Raw records:
◇ ◇ ◇ ◇ ◇
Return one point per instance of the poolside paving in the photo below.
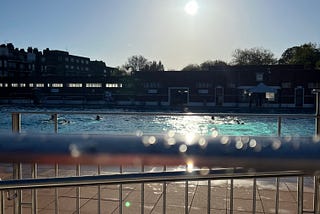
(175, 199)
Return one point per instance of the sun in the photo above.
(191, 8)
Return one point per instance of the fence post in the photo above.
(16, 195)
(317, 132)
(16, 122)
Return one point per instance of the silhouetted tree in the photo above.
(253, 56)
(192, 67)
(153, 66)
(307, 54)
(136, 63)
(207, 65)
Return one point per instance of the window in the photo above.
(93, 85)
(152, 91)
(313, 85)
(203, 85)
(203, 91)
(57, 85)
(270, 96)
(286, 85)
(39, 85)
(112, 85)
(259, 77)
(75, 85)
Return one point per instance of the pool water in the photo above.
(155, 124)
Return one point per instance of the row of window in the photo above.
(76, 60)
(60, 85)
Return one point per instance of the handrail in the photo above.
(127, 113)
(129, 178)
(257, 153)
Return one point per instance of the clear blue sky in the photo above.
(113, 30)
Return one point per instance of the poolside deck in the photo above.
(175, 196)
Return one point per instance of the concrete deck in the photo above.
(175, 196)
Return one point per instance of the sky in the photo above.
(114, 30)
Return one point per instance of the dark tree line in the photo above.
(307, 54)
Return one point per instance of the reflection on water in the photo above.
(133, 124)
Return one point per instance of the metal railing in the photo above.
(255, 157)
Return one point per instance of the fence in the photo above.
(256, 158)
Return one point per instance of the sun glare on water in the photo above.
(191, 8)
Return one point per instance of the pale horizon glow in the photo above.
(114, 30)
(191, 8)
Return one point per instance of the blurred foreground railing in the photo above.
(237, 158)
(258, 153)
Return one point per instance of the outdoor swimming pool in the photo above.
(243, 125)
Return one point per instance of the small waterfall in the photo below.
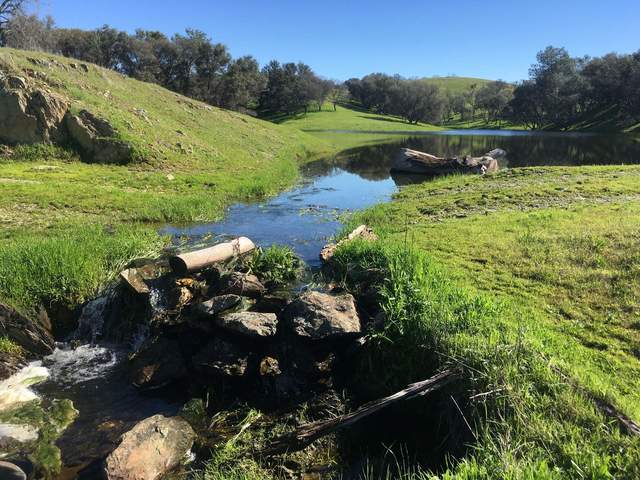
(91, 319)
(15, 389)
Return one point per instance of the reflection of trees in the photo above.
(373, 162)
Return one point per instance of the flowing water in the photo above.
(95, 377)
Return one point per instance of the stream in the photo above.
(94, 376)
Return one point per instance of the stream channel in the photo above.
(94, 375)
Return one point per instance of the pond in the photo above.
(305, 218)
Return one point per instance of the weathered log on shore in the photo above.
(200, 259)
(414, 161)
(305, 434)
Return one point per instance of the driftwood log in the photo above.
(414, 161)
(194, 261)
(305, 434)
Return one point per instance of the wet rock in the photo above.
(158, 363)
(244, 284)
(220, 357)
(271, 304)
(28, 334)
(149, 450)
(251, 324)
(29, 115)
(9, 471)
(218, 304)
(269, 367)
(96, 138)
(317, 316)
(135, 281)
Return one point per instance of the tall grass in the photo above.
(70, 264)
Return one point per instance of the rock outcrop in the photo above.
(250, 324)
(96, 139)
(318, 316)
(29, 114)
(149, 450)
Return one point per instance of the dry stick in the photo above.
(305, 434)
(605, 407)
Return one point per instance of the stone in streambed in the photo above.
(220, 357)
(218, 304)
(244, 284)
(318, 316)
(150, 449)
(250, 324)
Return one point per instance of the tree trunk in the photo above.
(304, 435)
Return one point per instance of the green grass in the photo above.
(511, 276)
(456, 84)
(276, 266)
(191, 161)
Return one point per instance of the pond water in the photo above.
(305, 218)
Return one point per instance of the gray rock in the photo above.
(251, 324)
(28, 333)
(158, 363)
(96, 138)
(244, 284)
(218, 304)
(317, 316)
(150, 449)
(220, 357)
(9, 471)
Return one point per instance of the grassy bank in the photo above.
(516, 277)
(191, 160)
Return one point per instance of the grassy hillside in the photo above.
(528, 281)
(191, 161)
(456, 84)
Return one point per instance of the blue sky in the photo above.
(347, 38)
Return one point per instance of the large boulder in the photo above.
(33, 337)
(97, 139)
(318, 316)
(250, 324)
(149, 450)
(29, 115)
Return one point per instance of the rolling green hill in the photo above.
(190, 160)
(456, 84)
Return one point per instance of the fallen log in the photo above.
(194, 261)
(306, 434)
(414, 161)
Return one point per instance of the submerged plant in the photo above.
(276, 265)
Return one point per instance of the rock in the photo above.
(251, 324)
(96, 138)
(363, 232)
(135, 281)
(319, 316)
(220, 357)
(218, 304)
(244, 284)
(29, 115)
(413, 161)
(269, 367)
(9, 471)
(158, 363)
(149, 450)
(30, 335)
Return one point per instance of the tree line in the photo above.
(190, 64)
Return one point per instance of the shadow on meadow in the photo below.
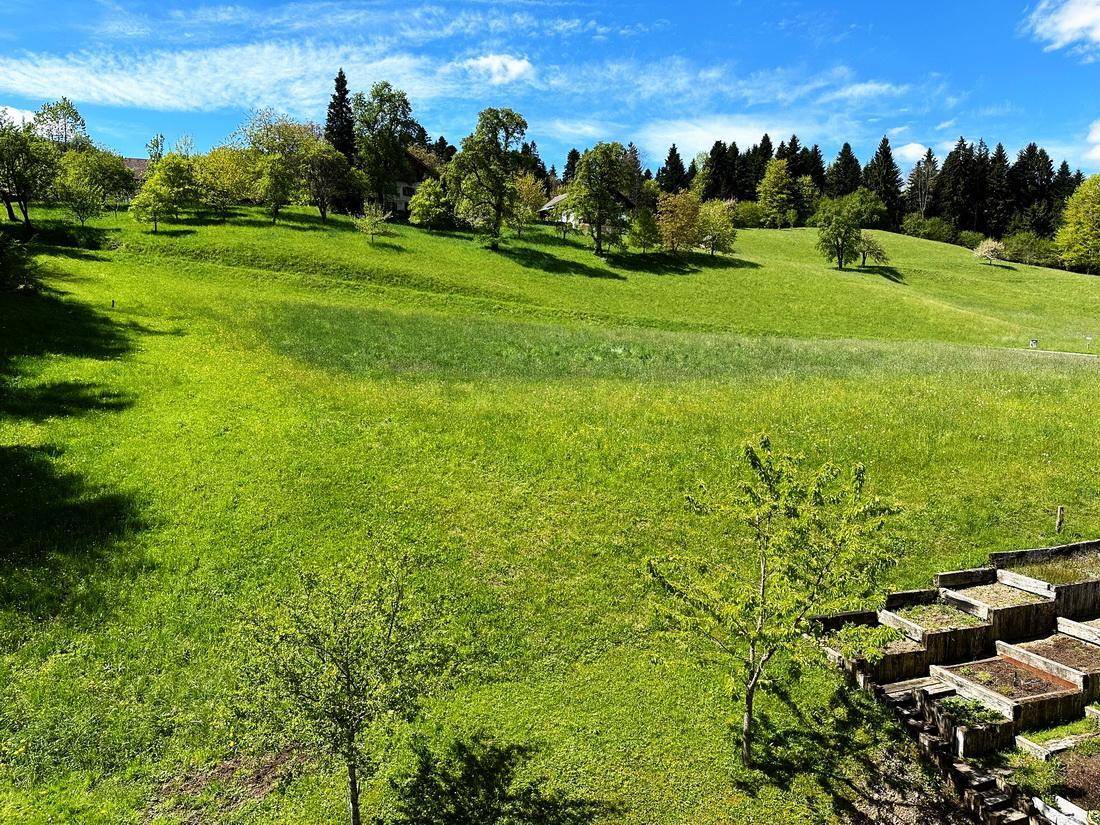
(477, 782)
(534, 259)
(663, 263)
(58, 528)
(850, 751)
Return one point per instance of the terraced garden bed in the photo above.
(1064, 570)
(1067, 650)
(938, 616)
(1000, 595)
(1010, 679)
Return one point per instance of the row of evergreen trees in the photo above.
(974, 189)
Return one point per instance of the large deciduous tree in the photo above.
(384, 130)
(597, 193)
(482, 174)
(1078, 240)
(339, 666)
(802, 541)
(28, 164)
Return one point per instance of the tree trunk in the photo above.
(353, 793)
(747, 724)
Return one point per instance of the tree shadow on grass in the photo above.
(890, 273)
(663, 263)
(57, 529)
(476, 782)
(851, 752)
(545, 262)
◇ ◇ ◇ ◇ ◇
INSTRUCTION » Write every entry out again exactly, dropping the pictures.

SOLUTION BELOW »
Return one point per instance of the poolside paving in the photo below.
(175, 199)
Return one point per instance of the sun in the photo above.
(191, 8)
Return one point per instance of the fence post in the photo above.
(16, 195)
(317, 132)
(16, 122)
Return one point per instance of the silhouetted tree in the photo above.
(253, 56)
(192, 67)
(153, 66)
(307, 54)
(136, 63)
(207, 65)
Return one point per instance of the window in the photo above.
(93, 85)
(152, 91)
(313, 85)
(203, 85)
(203, 91)
(57, 85)
(270, 96)
(286, 85)
(39, 85)
(112, 85)
(259, 77)
(75, 85)
Return one point per instance of the pool water in the photo above.
(155, 124)
Return one point per instance of the row of window in the photo above.
(76, 60)
(60, 85)
Return one point per instance of the handrail in the photo above.
(127, 113)
(129, 178)
(257, 153)
Return one point per instance of the clear blue sky in the photo above.
(113, 30)
Return one point per instance of the poolside deck in the photo above.
(175, 196)
Return one point per instance of the concrete deck in the photo above.
(175, 196)
Return one point per instance of the sky in the photo above.
(114, 30)
Return one point per instance of the dark tree line in the photo above.
(307, 54)
Return one point per instance of the reflection on water in the photo above.
(133, 124)
Return one point per instance of the metal railing in the photo above.
(255, 157)
Return one point per instance of the fence in the photo above.
(256, 158)
Return one point per instance of the sun glare on water in the photo above.
(191, 8)
Return one point per instance of the pale horizon glow in the photo above.
(114, 30)
(191, 8)
Return one point per instance of the blurred foreground railing in the photo above.
(237, 158)
(258, 153)
Return one point per instance of the outdoor swimming pool in the photo above.
(243, 125)
Return one point per instance of the small waterfall in the photo below.
(91, 319)
(15, 389)
Return one point per instance of the reflection of trees in the photo above.
(373, 162)
Return one point per instance of the flowing water in the photo above.
(95, 377)
Return one point per instance of the stream in the photo above.
(94, 376)
Return one point per instance of the stream channel in the photo above.
(94, 375)
Return one point per instance of the pond in the photo above.
(305, 218)
Return one point per instance of the weathered log on shore in the photo above.
(200, 259)
(414, 161)
(305, 434)
Return one point per instance of the driftwood log in the photo above.
(414, 161)
(194, 261)
(305, 434)
Return one point per instance of the wet rock in the photo above.
(158, 363)
(244, 284)
(220, 357)
(271, 304)
(28, 334)
(149, 450)
(251, 324)
(29, 115)
(9, 471)
(218, 304)
(269, 367)
(96, 138)
(317, 316)
(135, 281)
Return one point per instance of the tall grass in the photo above.
(70, 264)
Return one point per instance of the rock outcrop in the photo above.
(250, 324)
(96, 139)
(318, 316)
(29, 114)
(149, 450)
Return one point per instance of the dry stick in the photo above.
(305, 434)
(605, 407)
Return one point per instance of the stone in streambed in the photo above.
(220, 357)
(218, 304)
(244, 284)
(318, 316)
(150, 449)
(250, 324)
Return one point per instance of the tree trunk in the photo above.
(304, 435)
Return one point per instance of the green grass in the photo above.
(511, 276)
(456, 84)
(276, 266)
(191, 161)
Return one point per instance of the pond water in the photo above.
(305, 218)
Return one point per instance of the gray rock in the photo above.
(251, 324)
(28, 333)
(158, 363)
(96, 138)
(244, 284)
(218, 304)
(317, 316)
(150, 449)
(220, 357)
(9, 471)
Return one point per instance of the grassy bank in the photo above.
(516, 277)
(191, 160)
Return one point per instance of the grassy hillside in the photo above.
(528, 281)
(191, 161)
(456, 84)
Return one point per instance of the blue sky in the photo above.
(347, 38)
Return one point per instance of the large boulder in the photo above.
(33, 337)
(97, 139)
(318, 316)
(250, 324)
(149, 450)
(29, 115)
Return one point per instance of the rolling green hill in the photo above.
(190, 160)
(456, 84)
Return one point per instance of the fallen log in the photo above.
(194, 261)
(306, 434)
(414, 161)
Return one point per instance of the submerged plant in the photo above.
(276, 265)
Return one point per instance of the rock in the photo above.
(251, 324)
(96, 138)
(363, 232)
(135, 281)
(319, 316)
(220, 357)
(218, 304)
(244, 284)
(29, 115)
(413, 161)
(269, 367)
(9, 471)
(158, 363)
(149, 450)
(30, 335)
Return one point per instance of the tree line in the photo above.
(190, 64)
Return one point per instance of the shadow on meadow in the photo below.
(477, 782)
(534, 259)
(663, 263)
(58, 528)
(850, 751)
Return one point per instance of the terraced garden bed in the photo above.
(1064, 570)
(1067, 650)
(938, 616)
(1000, 595)
(1010, 679)
Return one point per instance of the row of evergreen trees in the photo above.
(974, 189)
Return one point per instance of the large deciduous tree in the photo above.
(384, 130)
(597, 193)
(482, 174)
(1078, 240)
(339, 666)
(802, 541)
(28, 164)
Return one point per instance of the tree trunk in the photo above.
(353, 793)
(747, 724)
Return one point per instance of the tree shadow on grass in the photo above.
(890, 273)
(663, 263)
(57, 529)
(476, 782)
(851, 752)
(545, 262)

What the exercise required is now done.